I read RUSAGE_THREAD (not RUSAGE_THREAD_SELF) in my documentation for getrusage() - but it's a detail.

I'm interested in seeing this through because I'm getting some issues running z/VM under z/VM which MAY be related to a CPU Timer issue (but I haven't finished my analysis yet).

dasdman commented 7 years ago

Peter:

Be careful on this path (I was the one who originally put getrusage into Hercules for the CPU Timer usage; the architecturally incorrect call to host_tod was the call that was in use at the time the changes were made to use getrusage).

Historically, getrusage accepts[ed] the thread ID (but one had to read past the first level nix documentation). As far as the "int" for /who/ goes, that means 16-bits in a 32-bit compilation, and 32-bits in a 64-bit compilation -- thus actually matching t_id within the system. The reason getrusage is supposed* to still handle this correctly is that one, by original design, is to be able to get the CPU usage of an individual child thread (or any other thread) within the same process. This does not say, however, that the "gods of Linux" haven't forgotten this and in the "name of security" made changes that should have never been made, or something was munged in the Raspberry Pi porting of Linux.

Now the reason why this works[ed] is that thread_ids are positive, while the getrusage /who/ macro definitions use(d) are usually -2, -1, 0, and 1, all of which are special cases that don't occur for user thread id's (http://lxr.free-electrons.com/source/include/uapi/linux/resource.h#L18). It is also possible on the Raspberry Pi that there are other definitions in play that are affecting getrusage.

Sidebar: In a quick review of some of the Linux kernel code, it appears that some of the modules have now incorrectly hardcoded some of the thread ids specifically as u32. If this is what is going on with the Raspberry Pi issue you are having, it is specifically an error in Linux, be it either with the getrusage definition or with the kernel. But this also explains why there is other software that fails specifically on the Raspberry Pi. Somebody forgot about certain definitions between the user calls and the kernel calls.

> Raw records
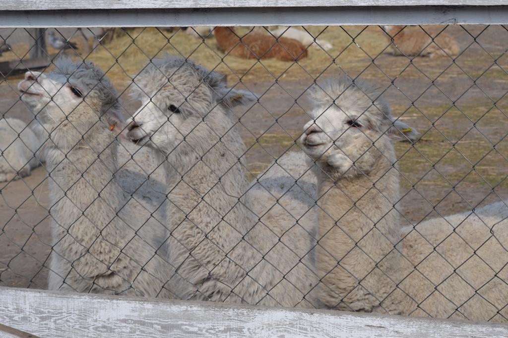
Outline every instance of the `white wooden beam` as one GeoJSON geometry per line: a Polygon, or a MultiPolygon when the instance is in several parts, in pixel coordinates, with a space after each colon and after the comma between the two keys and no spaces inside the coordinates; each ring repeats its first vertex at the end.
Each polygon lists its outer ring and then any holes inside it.
{"type": "Polygon", "coordinates": [[[0,27],[508,24],[508,6],[0,11],[0,27]]]}
{"type": "Polygon", "coordinates": [[[496,337],[508,326],[0,288],[0,323],[41,337],[496,337]]]}
{"type": "Polygon", "coordinates": [[[0,10],[306,7],[334,6],[494,6],[504,0],[3,0],[0,10]]]}

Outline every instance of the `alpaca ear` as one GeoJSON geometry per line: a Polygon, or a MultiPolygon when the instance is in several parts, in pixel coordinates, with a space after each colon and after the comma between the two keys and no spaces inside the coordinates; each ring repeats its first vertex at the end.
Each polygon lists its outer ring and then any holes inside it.
{"type": "Polygon", "coordinates": [[[258,97],[250,91],[238,90],[229,88],[224,88],[217,93],[224,104],[229,107],[235,107],[239,105],[246,105],[258,100],[258,97]]]}
{"type": "Polygon", "coordinates": [[[413,128],[404,122],[399,121],[388,120],[389,126],[388,130],[386,134],[390,138],[393,140],[404,141],[409,140],[410,141],[416,141],[418,139],[418,135],[420,133],[413,128]]]}

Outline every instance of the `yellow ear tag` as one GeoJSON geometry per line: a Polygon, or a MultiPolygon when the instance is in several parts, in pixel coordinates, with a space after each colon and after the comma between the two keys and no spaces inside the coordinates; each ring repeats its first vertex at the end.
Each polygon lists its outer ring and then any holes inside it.
{"type": "Polygon", "coordinates": [[[243,94],[242,94],[241,93],[240,93],[239,94],[238,94],[235,95],[233,97],[231,97],[231,98],[230,99],[229,102],[234,102],[235,101],[236,101],[237,100],[240,99],[243,96],[243,94]]]}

> DIRECTIONS
Reproduce word for word the part of the getrusage discussion between "I'm interested in" and "my analysis yet).", inclusive.

> ANSWER TO THE PROBLEM
I'm interested in seeing this through because I'm getting some issues running z/VM under z/VM which MAY be related to a CPU Timer issue (but I haven't finished my analysis yet).